Study material »
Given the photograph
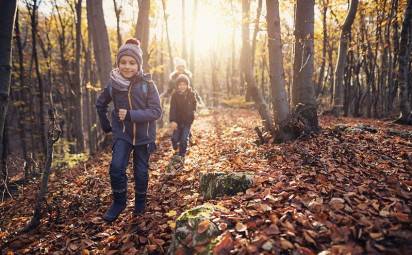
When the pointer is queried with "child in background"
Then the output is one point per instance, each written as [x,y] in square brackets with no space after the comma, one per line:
[182,114]
[136,109]
[180,68]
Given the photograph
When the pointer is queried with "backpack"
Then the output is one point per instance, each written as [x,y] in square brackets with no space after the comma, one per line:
[145,89]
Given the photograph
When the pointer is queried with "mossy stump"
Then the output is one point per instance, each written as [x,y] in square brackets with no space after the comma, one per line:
[195,232]
[217,184]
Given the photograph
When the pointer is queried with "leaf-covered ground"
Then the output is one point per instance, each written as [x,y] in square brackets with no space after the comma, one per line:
[340,191]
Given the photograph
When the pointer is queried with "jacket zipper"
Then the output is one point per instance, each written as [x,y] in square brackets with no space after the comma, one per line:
[131,108]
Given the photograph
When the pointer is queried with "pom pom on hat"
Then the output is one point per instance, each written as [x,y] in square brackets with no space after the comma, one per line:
[132,41]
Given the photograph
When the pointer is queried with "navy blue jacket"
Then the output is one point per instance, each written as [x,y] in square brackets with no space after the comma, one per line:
[183,107]
[142,102]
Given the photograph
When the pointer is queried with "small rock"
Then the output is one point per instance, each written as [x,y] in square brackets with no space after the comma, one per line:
[218,184]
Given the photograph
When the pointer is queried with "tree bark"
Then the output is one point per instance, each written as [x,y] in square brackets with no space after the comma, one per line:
[256,30]
[404,57]
[192,43]
[169,45]
[302,88]
[184,34]
[142,30]
[118,11]
[277,78]
[78,87]
[255,94]
[338,93]
[54,133]
[100,38]
[21,96]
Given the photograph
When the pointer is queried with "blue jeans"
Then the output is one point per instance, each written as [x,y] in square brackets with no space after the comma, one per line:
[180,138]
[120,160]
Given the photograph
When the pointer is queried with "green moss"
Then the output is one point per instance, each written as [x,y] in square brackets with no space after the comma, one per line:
[195,214]
[217,184]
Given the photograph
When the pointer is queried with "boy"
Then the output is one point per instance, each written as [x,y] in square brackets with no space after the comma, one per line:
[182,114]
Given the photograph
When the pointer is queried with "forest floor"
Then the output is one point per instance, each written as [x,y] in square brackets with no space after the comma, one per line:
[346,192]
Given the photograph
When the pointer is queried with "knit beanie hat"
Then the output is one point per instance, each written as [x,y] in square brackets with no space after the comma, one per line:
[179,62]
[131,48]
[183,78]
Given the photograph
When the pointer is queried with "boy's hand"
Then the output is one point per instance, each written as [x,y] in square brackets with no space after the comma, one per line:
[122,114]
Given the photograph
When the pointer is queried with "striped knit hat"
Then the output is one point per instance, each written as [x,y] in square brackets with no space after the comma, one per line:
[131,48]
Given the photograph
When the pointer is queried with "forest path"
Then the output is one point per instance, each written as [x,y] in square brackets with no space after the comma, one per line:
[338,191]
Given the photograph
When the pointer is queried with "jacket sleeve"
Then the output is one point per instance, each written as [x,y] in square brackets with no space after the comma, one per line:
[101,106]
[172,112]
[153,110]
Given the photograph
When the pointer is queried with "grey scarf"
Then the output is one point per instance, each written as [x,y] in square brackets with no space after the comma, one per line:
[119,82]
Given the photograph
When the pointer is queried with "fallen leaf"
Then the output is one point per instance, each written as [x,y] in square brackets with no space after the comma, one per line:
[203,226]
[240,227]
[171,213]
[224,246]
[285,244]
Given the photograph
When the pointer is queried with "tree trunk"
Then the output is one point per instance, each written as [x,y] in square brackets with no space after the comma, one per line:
[118,11]
[169,45]
[33,16]
[338,93]
[256,30]
[319,87]
[338,90]
[255,94]
[142,30]
[404,52]
[78,87]
[277,78]
[245,54]
[100,38]
[21,96]
[192,43]
[54,133]
[302,89]
[7,17]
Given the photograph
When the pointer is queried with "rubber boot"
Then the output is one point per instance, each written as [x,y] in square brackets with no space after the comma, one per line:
[139,204]
[117,207]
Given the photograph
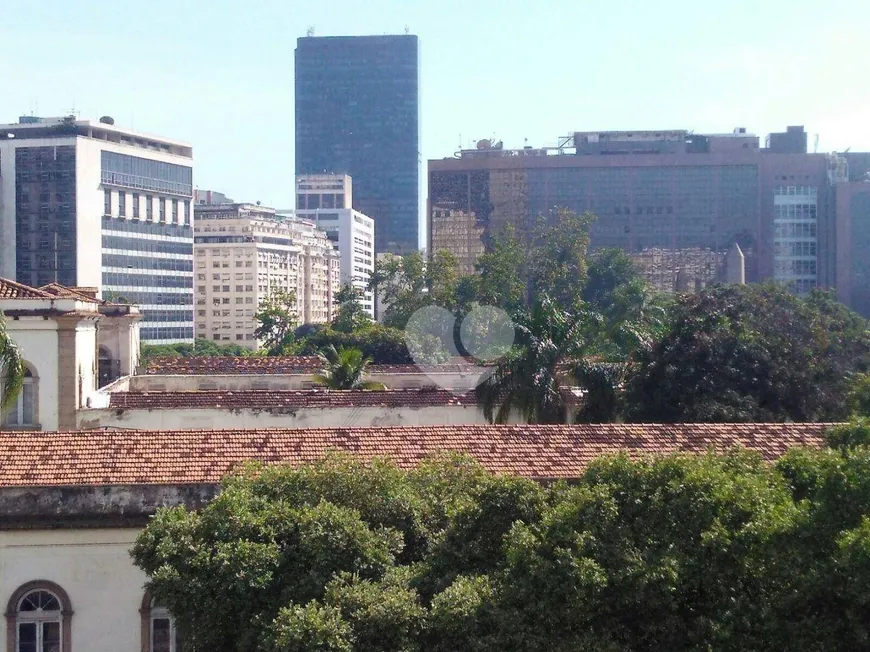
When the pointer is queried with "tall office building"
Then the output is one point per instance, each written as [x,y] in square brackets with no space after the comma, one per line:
[677,201]
[357,113]
[89,204]
[245,253]
[326,200]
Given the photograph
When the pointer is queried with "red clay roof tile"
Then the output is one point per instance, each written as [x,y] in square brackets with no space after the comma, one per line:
[111,457]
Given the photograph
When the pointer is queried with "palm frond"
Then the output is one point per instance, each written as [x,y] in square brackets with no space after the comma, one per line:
[11,369]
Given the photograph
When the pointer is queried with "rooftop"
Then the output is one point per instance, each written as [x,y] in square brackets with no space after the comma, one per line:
[260,399]
[52,127]
[10,289]
[257,365]
[191,457]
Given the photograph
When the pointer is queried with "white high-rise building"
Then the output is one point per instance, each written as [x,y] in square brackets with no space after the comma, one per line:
[244,253]
[89,204]
[326,199]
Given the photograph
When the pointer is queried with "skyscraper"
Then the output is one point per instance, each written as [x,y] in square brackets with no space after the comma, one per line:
[357,113]
[87,203]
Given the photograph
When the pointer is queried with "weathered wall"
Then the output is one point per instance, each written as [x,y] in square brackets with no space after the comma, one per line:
[37,338]
[251,419]
[94,567]
[190,383]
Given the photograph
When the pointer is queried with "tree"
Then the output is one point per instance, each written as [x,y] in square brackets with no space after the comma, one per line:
[408,283]
[384,345]
[558,257]
[859,395]
[530,380]
[201,347]
[350,315]
[674,552]
[277,319]
[501,271]
[751,353]
[12,369]
[345,369]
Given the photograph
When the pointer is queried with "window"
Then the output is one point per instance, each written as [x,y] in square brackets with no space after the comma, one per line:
[38,617]
[24,412]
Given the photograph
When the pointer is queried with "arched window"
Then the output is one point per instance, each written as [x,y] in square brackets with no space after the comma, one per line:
[159,633]
[24,411]
[38,619]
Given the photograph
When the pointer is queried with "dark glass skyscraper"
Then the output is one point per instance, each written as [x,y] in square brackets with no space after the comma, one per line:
[357,113]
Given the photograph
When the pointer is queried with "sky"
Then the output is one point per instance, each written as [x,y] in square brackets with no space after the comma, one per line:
[219,73]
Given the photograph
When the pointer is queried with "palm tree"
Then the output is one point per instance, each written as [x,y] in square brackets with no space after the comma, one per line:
[531,380]
[11,369]
[345,368]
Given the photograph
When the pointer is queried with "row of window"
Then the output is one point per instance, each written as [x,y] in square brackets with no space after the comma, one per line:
[40,619]
[795,230]
[785,268]
[152,280]
[809,191]
[805,248]
[795,211]
[146,174]
[148,263]
[226,313]
[157,231]
[149,207]
[240,337]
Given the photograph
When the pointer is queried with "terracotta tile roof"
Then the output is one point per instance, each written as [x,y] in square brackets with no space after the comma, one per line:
[261,399]
[59,290]
[13,290]
[107,457]
[233,365]
[277,365]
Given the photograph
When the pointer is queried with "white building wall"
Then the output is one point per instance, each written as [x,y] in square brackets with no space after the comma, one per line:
[94,567]
[253,419]
[354,235]
[37,339]
[86,360]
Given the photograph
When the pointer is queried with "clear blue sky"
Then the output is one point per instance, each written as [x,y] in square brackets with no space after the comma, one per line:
[219,73]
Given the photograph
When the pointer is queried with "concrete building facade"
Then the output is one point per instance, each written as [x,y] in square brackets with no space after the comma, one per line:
[675,200]
[327,201]
[72,343]
[89,204]
[244,254]
[357,114]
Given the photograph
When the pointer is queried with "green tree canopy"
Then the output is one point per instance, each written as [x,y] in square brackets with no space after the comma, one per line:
[677,552]
[345,368]
[276,318]
[751,353]
[350,316]
[12,368]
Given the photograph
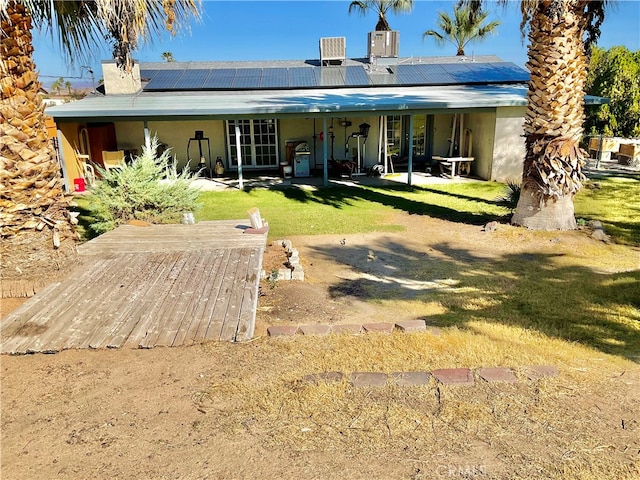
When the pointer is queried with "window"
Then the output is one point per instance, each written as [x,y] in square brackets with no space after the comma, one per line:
[258,142]
[394,134]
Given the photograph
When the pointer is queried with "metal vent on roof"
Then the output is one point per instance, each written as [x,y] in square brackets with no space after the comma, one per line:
[333,50]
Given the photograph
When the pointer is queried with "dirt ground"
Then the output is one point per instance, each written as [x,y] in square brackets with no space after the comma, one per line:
[151,414]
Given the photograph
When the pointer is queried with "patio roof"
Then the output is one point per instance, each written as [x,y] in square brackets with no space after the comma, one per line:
[305,103]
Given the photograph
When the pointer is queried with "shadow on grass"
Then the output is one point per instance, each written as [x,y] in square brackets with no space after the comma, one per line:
[340,197]
[530,291]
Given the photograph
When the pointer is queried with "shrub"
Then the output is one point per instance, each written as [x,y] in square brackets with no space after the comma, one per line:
[148,189]
[509,199]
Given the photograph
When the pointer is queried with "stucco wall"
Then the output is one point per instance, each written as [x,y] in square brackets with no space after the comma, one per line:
[482,126]
[442,127]
[68,145]
[508,149]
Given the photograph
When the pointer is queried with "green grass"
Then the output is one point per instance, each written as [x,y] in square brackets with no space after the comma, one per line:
[616,204]
[351,210]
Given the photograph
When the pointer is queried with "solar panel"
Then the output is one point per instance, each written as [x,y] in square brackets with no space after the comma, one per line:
[356,76]
[409,75]
[193,79]
[302,77]
[330,76]
[220,78]
[434,74]
[165,80]
[275,78]
[148,74]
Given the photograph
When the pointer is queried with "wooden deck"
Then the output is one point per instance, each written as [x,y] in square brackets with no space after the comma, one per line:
[149,286]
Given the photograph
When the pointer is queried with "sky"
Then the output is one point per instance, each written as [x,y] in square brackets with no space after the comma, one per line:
[291,30]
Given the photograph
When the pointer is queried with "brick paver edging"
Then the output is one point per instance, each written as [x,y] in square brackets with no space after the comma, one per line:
[446,376]
[407,326]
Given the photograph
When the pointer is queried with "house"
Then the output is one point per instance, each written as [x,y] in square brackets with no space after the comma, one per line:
[355,112]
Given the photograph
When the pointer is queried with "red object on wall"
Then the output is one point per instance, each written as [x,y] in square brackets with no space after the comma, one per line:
[78,184]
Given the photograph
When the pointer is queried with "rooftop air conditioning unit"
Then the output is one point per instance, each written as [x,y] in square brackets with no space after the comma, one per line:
[383,44]
[333,50]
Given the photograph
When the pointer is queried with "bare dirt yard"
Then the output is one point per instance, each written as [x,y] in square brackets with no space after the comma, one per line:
[243,411]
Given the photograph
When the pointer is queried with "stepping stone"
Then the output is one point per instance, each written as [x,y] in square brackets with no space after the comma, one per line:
[497,374]
[412,326]
[378,327]
[535,372]
[368,379]
[410,379]
[327,377]
[315,329]
[434,331]
[347,328]
[453,376]
[282,330]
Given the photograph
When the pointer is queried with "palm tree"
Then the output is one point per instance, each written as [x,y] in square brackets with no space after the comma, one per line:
[31,194]
[381,7]
[467,26]
[560,35]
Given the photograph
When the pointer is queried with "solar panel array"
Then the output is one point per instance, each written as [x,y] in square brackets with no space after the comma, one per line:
[331,76]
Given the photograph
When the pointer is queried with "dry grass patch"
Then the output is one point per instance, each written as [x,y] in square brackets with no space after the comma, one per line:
[531,429]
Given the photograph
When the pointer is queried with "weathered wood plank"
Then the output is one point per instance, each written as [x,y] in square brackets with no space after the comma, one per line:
[232,317]
[74,325]
[121,332]
[216,321]
[180,292]
[203,308]
[174,334]
[115,308]
[155,300]
[67,294]
[247,321]
[146,286]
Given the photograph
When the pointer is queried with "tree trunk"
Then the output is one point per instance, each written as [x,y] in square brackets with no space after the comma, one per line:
[552,172]
[31,194]
[552,214]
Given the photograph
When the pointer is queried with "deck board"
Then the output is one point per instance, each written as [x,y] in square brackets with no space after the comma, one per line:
[140,287]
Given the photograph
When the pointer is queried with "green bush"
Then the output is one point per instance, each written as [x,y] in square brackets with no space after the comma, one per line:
[148,189]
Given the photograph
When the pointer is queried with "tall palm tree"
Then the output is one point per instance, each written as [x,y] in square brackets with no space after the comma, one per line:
[467,26]
[381,7]
[31,193]
[560,33]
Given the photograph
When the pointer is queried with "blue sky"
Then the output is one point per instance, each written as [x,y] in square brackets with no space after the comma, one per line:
[290,30]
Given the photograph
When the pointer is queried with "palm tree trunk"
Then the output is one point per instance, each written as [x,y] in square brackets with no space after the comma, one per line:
[31,194]
[552,172]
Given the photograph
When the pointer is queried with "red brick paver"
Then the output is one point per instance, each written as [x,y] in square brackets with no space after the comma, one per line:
[328,377]
[368,379]
[412,326]
[347,328]
[453,376]
[410,379]
[378,327]
[282,330]
[535,372]
[497,374]
[315,329]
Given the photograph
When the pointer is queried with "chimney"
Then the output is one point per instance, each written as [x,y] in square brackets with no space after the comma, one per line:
[383,44]
[117,82]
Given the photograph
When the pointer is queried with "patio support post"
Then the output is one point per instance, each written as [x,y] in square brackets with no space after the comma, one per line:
[410,161]
[147,136]
[325,153]
[239,155]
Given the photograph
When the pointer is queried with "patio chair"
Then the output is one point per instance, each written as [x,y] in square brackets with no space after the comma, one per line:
[112,159]
[88,172]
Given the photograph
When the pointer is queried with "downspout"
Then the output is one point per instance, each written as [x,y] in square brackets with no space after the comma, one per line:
[147,136]
[410,160]
[325,153]
[239,156]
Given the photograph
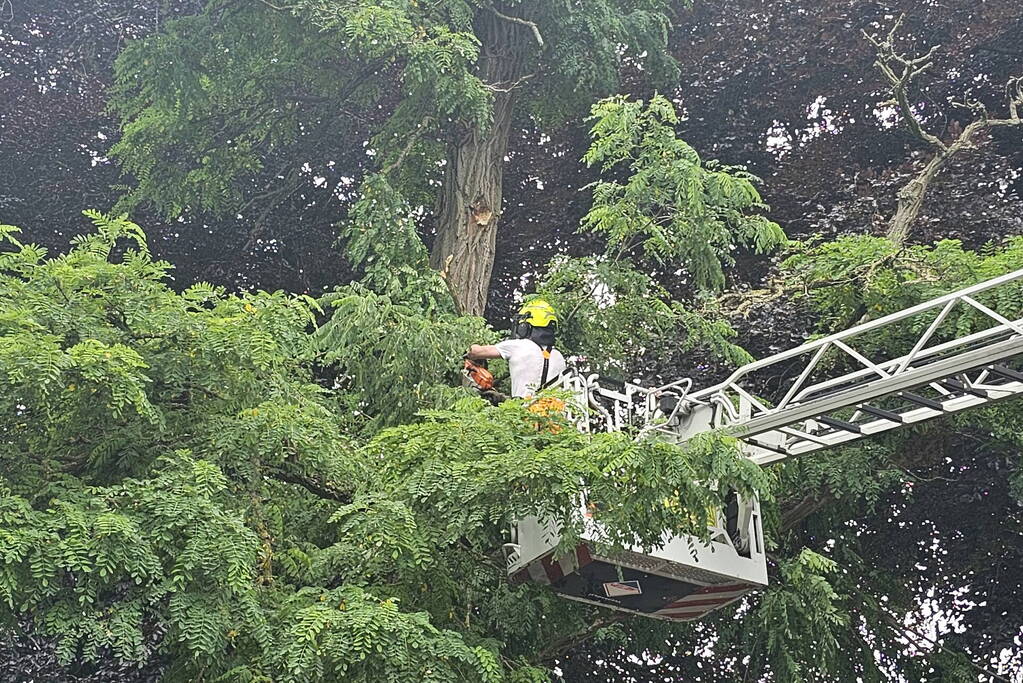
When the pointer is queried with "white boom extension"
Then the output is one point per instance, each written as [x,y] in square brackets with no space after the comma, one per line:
[832,391]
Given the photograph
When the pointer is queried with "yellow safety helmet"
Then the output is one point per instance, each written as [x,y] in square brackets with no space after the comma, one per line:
[537,313]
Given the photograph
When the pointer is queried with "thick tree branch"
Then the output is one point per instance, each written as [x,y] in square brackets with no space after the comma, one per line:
[516,19]
[322,489]
[571,641]
[899,71]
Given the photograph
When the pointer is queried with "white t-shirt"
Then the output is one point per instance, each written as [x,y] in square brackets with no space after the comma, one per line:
[526,365]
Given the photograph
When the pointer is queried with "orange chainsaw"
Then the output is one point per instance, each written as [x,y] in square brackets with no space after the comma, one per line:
[478,376]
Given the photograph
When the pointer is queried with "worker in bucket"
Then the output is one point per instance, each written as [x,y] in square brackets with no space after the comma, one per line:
[533,362]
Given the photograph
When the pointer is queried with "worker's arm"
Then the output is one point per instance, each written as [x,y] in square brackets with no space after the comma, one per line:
[481,353]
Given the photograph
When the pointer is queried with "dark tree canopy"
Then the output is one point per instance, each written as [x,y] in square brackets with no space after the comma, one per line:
[788,89]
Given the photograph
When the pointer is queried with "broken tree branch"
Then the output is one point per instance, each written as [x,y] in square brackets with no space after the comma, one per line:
[899,71]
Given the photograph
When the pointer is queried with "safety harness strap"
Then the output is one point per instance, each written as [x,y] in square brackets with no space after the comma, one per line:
[546,367]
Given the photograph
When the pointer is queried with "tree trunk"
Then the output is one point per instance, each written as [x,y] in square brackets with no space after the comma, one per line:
[470,202]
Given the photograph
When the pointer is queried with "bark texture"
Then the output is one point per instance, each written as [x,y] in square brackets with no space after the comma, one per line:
[470,202]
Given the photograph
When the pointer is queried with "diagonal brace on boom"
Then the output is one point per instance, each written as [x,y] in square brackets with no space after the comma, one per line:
[945,375]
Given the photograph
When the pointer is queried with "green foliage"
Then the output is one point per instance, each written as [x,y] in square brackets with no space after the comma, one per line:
[183,481]
[804,616]
[670,210]
[862,276]
[673,208]
[392,358]
[211,100]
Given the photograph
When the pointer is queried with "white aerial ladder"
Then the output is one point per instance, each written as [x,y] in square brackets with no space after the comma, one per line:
[833,391]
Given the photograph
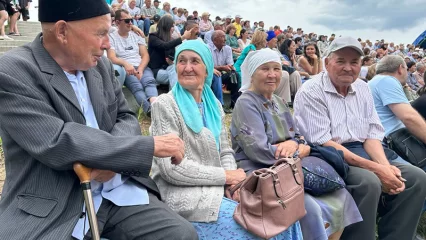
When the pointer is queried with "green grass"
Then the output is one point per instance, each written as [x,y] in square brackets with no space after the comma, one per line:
[145,122]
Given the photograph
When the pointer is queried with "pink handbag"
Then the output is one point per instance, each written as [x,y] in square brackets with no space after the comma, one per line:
[271,199]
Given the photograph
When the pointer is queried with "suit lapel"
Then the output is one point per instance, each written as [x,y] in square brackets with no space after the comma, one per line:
[95,87]
[48,65]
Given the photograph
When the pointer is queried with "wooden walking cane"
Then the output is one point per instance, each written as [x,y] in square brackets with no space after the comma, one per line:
[83,174]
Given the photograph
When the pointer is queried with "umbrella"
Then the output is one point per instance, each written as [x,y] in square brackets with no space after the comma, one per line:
[83,174]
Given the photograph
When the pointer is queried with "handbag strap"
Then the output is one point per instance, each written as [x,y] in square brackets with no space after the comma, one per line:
[237,186]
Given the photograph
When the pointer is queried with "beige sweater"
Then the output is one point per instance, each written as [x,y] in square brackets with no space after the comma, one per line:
[195,187]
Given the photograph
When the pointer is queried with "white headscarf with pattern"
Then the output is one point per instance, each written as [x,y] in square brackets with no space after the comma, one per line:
[253,60]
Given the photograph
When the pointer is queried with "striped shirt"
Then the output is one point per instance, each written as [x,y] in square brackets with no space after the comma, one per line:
[221,57]
[322,114]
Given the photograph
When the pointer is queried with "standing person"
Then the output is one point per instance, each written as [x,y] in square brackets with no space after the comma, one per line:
[411,78]
[161,49]
[8,10]
[337,109]
[238,25]
[129,51]
[205,24]
[322,45]
[310,62]
[157,6]
[294,76]
[24,7]
[65,105]
[243,42]
[224,71]
[4,16]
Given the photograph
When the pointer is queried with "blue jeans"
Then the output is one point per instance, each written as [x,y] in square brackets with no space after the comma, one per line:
[122,73]
[226,228]
[143,89]
[167,76]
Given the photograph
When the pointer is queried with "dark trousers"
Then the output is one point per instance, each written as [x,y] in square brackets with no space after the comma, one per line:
[398,215]
[153,221]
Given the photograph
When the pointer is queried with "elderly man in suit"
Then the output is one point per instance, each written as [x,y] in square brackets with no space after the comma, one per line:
[62,104]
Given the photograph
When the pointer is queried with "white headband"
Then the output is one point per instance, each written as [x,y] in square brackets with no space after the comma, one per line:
[253,60]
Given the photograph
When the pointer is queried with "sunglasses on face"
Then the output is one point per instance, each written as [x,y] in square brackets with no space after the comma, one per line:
[128,20]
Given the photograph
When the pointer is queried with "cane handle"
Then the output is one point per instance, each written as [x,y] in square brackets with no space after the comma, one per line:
[82,172]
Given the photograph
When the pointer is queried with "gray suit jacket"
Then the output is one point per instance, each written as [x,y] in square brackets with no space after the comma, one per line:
[44,133]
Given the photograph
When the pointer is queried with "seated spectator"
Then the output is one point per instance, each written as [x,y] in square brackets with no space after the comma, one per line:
[420,72]
[61,104]
[129,51]
[166,10]
[195,188]
[310,62]
[205,24]
[257,146]
[259,41]
[161,49]
[366,62]
[217,25]
[392,106]
[420,103]
[153,27]
[411,79]
[243,42]
[232,41]
[224,71]
[337,109]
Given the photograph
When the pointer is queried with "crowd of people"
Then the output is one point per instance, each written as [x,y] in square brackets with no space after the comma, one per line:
[62,102]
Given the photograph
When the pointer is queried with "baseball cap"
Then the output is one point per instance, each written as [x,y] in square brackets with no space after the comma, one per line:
[344,42]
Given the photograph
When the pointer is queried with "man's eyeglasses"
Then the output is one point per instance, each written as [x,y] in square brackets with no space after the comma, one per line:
[128,20]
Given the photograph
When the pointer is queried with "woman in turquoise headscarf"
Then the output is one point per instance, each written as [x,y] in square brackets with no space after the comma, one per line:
[195,187]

Aim of the exercise » What is needed is every line of the records that contains the word "suit".

Output »
When the pointer is queried with "suit lapel"
When the pointer is queried with "elderly man in suit"
When the pointer is queried with "gray suit jacket"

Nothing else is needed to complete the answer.